WRITTEN INSTRUCTION A - Extract the portion of the forum thread on F-35 sensors and missiles below, starting with "The figures you" and going on through "Time will tell.".

PASSAGE TO READ -
^^^^^^^^
4 years to be exact. The sensor technology is done, and all that is left is the integration tech and testing.

I think you will figure it is a little bit more complex than that.

The figures you are giving are PR “Best Scenario” prediction for a technology which is still not fully developed and is not directly sensor related but software related.

The first USAF F-35A Block3 squadron goes IOC in 2013 will full IRST and EODAS integration.

Time will tell.

The initial AAM for the F-35 will be the AIM-120C7 and will quickly transition to the AIM-120D.

That’s the easy bit but to achieve the full 360X360 coverage they will need a true HOBS AAM and AIM-120 isn’t it.

Rayethon looked at HOB capabilties for the AMRAAM but there have been no news of full developement let alone demonstrated “over-the-shoulder” firing from AIM-120 so far.

I’m afraid you will have to wait until AIM-9X Block II data-link and the fancy algorythms everyone is talking about are fully developed…

Thomson-CSF Optronique says exact performance details of the FSO are classified, but it is understood that, at 20,000ft (6,100m), for example, in air-to-air mode, the system will have an infrared detection capability of about 70nm (130km), or 60nm at low altitude, while laser ranging will be possible to 12nm.
^^^^^^^^
RECORDS SHOWN -
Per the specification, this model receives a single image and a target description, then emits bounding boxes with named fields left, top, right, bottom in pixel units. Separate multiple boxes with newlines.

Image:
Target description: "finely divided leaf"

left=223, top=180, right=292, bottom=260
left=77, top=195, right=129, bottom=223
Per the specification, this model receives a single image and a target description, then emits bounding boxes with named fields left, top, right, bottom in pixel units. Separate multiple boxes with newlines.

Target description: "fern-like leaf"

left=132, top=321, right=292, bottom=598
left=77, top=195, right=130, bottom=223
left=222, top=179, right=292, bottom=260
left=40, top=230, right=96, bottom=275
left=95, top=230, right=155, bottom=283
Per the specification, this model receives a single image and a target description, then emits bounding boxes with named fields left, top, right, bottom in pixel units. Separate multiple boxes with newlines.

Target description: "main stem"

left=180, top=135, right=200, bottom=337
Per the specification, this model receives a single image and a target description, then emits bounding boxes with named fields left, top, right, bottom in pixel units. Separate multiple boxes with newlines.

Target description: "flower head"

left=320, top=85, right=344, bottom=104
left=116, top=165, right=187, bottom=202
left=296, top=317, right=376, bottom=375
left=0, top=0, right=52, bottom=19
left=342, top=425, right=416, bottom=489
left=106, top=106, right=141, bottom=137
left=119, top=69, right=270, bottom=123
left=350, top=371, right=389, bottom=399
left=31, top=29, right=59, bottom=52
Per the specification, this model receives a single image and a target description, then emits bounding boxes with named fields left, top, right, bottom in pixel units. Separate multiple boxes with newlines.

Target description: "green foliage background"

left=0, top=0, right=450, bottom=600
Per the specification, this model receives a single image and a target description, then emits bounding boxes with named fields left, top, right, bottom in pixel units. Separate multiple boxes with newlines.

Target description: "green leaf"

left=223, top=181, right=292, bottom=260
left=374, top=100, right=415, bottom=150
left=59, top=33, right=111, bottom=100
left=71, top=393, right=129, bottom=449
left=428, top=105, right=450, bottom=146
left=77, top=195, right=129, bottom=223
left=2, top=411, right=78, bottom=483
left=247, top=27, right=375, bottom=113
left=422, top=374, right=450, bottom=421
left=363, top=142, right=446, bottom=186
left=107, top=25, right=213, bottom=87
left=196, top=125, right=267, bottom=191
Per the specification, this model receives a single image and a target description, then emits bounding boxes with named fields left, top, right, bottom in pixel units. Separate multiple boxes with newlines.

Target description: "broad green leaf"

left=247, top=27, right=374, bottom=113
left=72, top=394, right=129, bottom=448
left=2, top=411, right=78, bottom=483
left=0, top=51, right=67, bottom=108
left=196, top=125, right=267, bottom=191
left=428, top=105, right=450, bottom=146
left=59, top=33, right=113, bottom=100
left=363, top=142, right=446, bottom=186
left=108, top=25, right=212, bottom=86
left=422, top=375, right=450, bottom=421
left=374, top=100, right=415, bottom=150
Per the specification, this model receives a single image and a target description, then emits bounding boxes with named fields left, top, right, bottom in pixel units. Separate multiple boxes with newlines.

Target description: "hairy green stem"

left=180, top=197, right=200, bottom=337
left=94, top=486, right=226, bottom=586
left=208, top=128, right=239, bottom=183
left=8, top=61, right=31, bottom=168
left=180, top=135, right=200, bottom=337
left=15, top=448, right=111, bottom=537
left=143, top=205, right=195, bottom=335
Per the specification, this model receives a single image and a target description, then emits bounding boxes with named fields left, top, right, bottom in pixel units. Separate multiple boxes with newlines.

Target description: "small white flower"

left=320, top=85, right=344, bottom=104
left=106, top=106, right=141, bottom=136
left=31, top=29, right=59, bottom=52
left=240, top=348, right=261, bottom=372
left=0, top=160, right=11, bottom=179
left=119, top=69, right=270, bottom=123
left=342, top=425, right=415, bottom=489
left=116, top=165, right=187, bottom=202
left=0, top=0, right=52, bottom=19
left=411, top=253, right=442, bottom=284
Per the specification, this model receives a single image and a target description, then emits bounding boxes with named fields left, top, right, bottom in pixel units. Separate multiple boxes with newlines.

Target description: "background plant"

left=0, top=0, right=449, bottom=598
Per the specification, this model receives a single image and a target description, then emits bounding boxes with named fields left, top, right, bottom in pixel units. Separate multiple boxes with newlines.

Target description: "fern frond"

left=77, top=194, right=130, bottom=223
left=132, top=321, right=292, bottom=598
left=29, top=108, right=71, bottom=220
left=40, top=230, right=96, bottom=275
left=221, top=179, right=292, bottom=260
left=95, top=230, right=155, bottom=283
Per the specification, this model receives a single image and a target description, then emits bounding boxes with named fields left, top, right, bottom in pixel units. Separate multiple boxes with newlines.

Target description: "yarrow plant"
^^^^^^^^
WRITTEN INSTRUCTION B - Pull out every line of the entries above that contains the string "fern", matching case exactly.

CORRECT RESULT A -
The figures you are giving are PR “Best Scenario” prediction for a technology which is still not fully developed and is not directly sensor related but software related.

The first USAF F-35A Block3 squadron goes IOC in 2013 will full IRST and EODAS integration.

Time will tell.

CORRECT RESULT B -
Target description: "fern-like leaf"
Target description: "fern frond"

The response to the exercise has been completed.